(Problem description) Transcribe exactly everything in the data below from the line containing "pixel 94 339" down to the line containing "pixel 259 46", both lines included and nothing further.

*** Given records Section Begins ***

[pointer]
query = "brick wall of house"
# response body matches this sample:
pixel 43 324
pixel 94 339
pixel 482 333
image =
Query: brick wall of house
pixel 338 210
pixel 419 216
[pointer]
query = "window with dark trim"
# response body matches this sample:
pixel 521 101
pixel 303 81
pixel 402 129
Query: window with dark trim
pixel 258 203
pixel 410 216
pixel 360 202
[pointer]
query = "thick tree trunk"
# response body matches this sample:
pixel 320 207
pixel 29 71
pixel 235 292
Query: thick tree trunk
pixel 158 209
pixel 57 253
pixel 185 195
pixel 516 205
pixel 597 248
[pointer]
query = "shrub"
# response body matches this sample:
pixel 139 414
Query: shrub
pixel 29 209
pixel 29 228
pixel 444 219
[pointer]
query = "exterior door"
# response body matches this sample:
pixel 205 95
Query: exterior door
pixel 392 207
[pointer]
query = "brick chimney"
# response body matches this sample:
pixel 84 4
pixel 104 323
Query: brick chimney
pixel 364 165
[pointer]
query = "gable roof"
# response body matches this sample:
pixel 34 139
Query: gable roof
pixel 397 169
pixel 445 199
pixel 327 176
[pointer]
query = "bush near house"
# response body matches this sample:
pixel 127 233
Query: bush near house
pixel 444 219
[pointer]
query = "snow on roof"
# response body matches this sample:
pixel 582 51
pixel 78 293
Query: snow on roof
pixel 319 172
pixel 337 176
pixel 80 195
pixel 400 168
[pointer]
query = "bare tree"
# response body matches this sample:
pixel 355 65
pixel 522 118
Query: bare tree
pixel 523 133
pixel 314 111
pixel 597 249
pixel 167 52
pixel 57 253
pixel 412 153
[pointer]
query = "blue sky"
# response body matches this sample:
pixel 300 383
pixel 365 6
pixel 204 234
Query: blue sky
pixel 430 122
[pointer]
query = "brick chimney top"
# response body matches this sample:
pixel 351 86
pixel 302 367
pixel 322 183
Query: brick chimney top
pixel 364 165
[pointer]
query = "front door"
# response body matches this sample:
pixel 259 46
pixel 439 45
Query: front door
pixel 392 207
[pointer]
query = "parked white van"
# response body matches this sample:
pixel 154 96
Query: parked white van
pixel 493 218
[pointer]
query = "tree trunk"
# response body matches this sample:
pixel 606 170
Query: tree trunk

*** Given records Section Ends ***

(Result of this exercise)
pixel 94 339
pixel 482 333
image =
Query: brick wall of house
pixel 338 210
pixel 419 216
[pointer]
query = "window with dark trim"
# response body matches this sample:
pixel 521 101
pixel 303 81
pixel 402 129
Query: window with dark trim
pixel 258 203
pixel 410 216
pixel 360 202
[pointer]
query = "thick tree trunk"
# response body matches this sample:
pixel 320 207
pixel 29 71
pixel 235 292
Query: thick tree trunk
pixel 158 209
pixel 57 253
pixel 185 195
pixel 516 205
pixel 597 248
[pointer]
query = "shrub"
# response body matches this sample:
pixel 139 414
Query: shrub
pixel 29 209
pixel 29 228
pixel 444 219
[pointer]
query = "exterior door"
# response body matches this sample:
pixel 205 95
Query: exterior door
pixel 392 207
[pointer]
query = "brick chimney"
# response body matches this sample:
pixel 84 4
pixel 104 323
Query: brick chimney
pixel 364 165
[pointer]
query = "gable roof"
# response body matches this sample:
pixel 34 139
Query: gable roof
pixel 397 169
pixel 445 199
pixel 327 176
[pointer]
query = "bush near house"
# response body matches this sample:
pixel 127 233
Query: bush near house
pixel 444 219
[pointer]
query = "snow on roof"
# response body matches this sample:
pixel 582 51
pixel 78 293
Query: snow on roof
pixel 319 172
pixel 337 176
pixel 80 195
pixel 400 168
[pointer]
query = "bare tree"
# response body matches this sample:
pixel 355 65
pixel 522 118
Query: bare tree
pixel 523 133
pixel 314 111
pixel 597 249
pixel 167 52
pixel 57 253
pixel 412 153
[pointer]
query = "blue sky"
# response body matches this sample:
pixel 300 383
pixel 365 6
pixel 204 234
Query: blue sky
pixel 430 122
[pointer]
query = "brick chimney top"
# response body matches this sample:
pixel 351 86
pixel 302 367
pixel 322 183
Query: brick chimney top
pixel 364 165
[pointer]
query = "front door"
# response body matches this sample:
pixel 259 46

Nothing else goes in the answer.